• REQUIRED ACTION: Your response should consist of the lines below, printed exactly.

• DATA EXCERPTS:
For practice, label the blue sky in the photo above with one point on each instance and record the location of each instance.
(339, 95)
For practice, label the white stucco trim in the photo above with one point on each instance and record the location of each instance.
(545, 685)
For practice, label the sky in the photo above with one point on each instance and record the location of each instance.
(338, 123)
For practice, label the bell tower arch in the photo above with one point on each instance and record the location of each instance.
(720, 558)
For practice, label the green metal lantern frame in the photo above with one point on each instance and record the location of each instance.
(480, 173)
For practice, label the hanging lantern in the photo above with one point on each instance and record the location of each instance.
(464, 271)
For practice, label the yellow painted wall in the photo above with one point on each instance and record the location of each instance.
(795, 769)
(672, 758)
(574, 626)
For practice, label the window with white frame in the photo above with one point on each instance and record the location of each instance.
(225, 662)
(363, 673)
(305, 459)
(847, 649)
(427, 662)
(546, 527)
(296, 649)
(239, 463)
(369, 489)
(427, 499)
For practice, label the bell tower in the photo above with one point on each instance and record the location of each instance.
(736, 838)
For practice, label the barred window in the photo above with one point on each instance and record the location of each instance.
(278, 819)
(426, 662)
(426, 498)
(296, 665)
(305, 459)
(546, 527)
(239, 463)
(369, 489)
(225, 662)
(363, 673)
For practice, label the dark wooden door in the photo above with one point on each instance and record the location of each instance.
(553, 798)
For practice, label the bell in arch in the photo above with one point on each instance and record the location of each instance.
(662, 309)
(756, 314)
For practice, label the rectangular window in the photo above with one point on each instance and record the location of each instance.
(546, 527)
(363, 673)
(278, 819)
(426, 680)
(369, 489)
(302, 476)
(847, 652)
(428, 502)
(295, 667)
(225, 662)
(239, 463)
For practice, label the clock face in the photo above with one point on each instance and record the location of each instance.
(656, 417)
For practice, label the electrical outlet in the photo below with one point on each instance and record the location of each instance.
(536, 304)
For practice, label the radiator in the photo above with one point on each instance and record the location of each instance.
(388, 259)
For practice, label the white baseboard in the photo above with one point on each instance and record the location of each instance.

• ANSWER TO THIS EXERCISE:
For practice, label the blue sky in the photo above with one point on each instance and record the location of each instance.
(339, 95)
For practice, label the white stucco trim in the photo above with one point on each instance and record the location of each instance.
(545, 685)
For practice, label the sky in the photo above with one point on each instance and record the location of each instance.
(338, 123)
For practice, label the bell tower arch in the photo above with one point on each instance and record the location of each instance.
(720, 558)
For practice, label the green metal lantern frame in the photo above with one point on each instance and record the location of each instance.
(480, 173)
For practice, label the hanging lantern in the photo above with one point on each instance and record the location of each instance.
(464, 271)
For practice, label the yellow painted wall in the photo above with one point on each instance and record the location of each instance.
(795, 769)
(672, 758)
(574, 626)
For practice, label the window with white frame in the photo above with one point on each instance and record the location of each instance.
(225, 662)
(363, 673)
(305, 459)
(847, 649)
(427, 662)
(546, 527)
(296, 649)
(239, 463)
(369, 489)
(427, 499)
For practice, label the bell tower in the photo above with one point on each instance and record the location of each instance.
(736, 838)
For practice, label the barred window in the photo above with one point on each instance and record the location of each instance.
(278, 819)
(426, 662)
(426, 498)
(296, 665)
(305, 459)
(546, 527)
(239, 463)
(369, 489)
(225, 662)
(363, 673)
For practice, label the dark wooden door in the photo above with one point on each instance and record the location of each instance.
(553, 798)
For practice, label the bell in arch in the photo above with one point on each instance and record the location of each instance.
(662, 309)
(756, 314)
For practice, label the rectangular window in the photo above with one point on each instance and record the location of each instance.
(546, 527)
(363, 673)
(278, 819)
(426, 680)
(369, 489)
(302, 476)
(847, 652)
(428, 502)
(295, 667)
(225, 662)
(239, 463)
For practice, label the clock face in the photo above with one point on each instance and record the location of each instance.
(656, 417)
For practice, label the electrical outlet in the photo below with one point on each instance and record the location of each instance.
(536, 304)
For practice, label the radiator in the photo above with one point on each instance and record the location of each instance.
(388, 259)
For practice, label the white baseboard in the photo above with one point on each instance and record the location of each instance.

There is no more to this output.